*Reading passage*
Barrage on the Panjnad River in Punjab, Pakistan

Panjnad Headworks is a gated barrage on the Panjnad River about twelve kilometres north of Uch Sharif in Bahawalpur Division, Punjab, Pakistan, situated just below the confluence of the Chenab River and the Sutlej River where the five rivers of historic Punjab merge. The barrage supplies irrigation water to Bahawalpur and Rahim Yar Khan districts through the Panjnad, Abbassia and Abbassia Link canals and also moderates flood flows at the tail end of the Chenab system.

==History==
Panjnad Headworks construction began in 1927 under executive engineer James L. Roy and it was part of the British era Sutlej Valley Project. The barrage was originally designed with thirty three bays each sixty feet wide but after the collapse of Islam Headworks in 1929 the design was revised to forty seven bays to improve flood safety. Work finished in two phases by May 1931 and the river was diverted over the weir on nineteen December 1931; formal opening followed in 1932 when the Bahawalpur state inaugurated the highway bridge that spans the gates.

In August 1973, inflow exceeded eight hundred thousand cubic feet per second and authorities breached the left marginal bund to protect the gates, inundating large parts of Bahawalpur Division. Similar exceedances in 1976 and 1992 are documented in long-term discharge records compiled for the Asian Development Bank improvement project.

In August 2018, structural deterioration led to closure of the road bridge after inspectors declared it dangerous. The rebuilt dual-carriage bridge reopened on fourteen August 2020, restoring a key section of the national highway between Karachi and Lahore.

*Required work*
**1.** In the Panjnad Headworks passage, how many bays did the barrage have after its design was revised following the collapse of Islam Headworks?
**2.** Extend the Panjnad Headworks passage by continuing on from its final sentence.

[Collection entries]
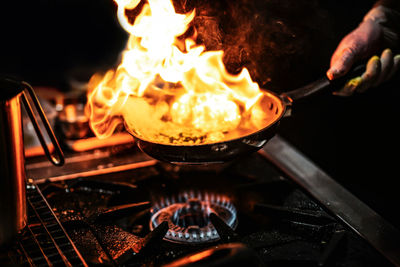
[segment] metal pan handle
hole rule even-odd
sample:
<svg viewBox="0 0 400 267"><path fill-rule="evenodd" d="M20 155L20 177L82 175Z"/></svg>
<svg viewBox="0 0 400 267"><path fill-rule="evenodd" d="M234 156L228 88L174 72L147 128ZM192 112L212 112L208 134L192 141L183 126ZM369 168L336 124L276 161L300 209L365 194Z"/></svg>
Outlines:
<svg viewBox="0 0 400 267"><path fill-rule="evenodd" d="M365 67L366 67L365 64L358 65L358 66L354 67L352 70L350 70L343 77L340 77L333 81L330 81L326 76L324 76L317 81L307 84L306 86L283 93L281 96L291 103L295 100L299 100L299 99L305 98L307 96L313 95L313 94L320 92L326 88L331 88L331 87L338 88L338 87L344 86L345 83L348 80L350 80L351 78L354 78L354 77L357 77L357 76L360 76L361 74L363 74L365 71Z"/></svg>
<svg viewBox="0 0 400 267"><path fill-rule="evenodd" d="M61 150L61 147L57 141L56 136L54 135L53 130L51 129L50 123L46 118L46 115L43 112L42 106L40 105L35 92L33 91L33 88L30 84L27 82L21 82L22 86L24 87L24 91L22 93L22 102L25 105L26 112L28 113L29 118L32 121L33 127L35 128L36 134L39 138L40 144L43 147L44 153L46 154L47 158L50 160L51 163L53 163L56 166L62 166L64 165L65 159L64 159L64 153ZM32 110L32 106L28 101L26 92L28 92L30 98L32 99L32 102L36 108L37 113L40 116L40 119L43 122L44 128L46 129L47 135L50 138L51 143L53 144L54 147L54 152L57 155L55 157L50 153L49 148L47 147L46 141L44 140L42 130L39 127L39 123L35 117L35 114Z"/></svg>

*Answer list*
**1.** Forty-seven bays.

**2.**
==Design and capacity==
The original weir could pass about seven hundred thousand cubic feet per second. A feasibility study in 2015 proposed enlarging the structure to forty seven operating bays and raising capacity to roughly eight hundred sixty five thousand cubic feet per second at an estimated cost of Rs 18.158 billion financed by the Asian Development Bank. Major rehabilitation began in November 2018: three new spillways were added, canal head regulators were strengthened and climate resilience features were built into the foundations. Project documents list the ultimate design flood as eight hundred sixty five thousand cubic feet per second.

==Irrigation network==
Two primary canals were taken off from the left bank when the barrage opened. The Panjnad Canal is fifty five miles long with a design capacity of nine thousand five hundred sixty seven cubic feet per second irrigating about one million four hundred fifty five thousand acres, while the Abbassia Canal is forty three miles long designed for one thousand thirty two cubic feet per second. The later Abbassia Link Canal enhances operational flexibility between the Sutlej and Chenab systems and is frequently used during shortages despite inter-provincial water-right disputes.

==Tourism==
The headworks is a popular riverside picnic spot where visitors observe the merging waters of the five rivers that give Punjab its name, and the site features in regional folklore and Sufi poetry.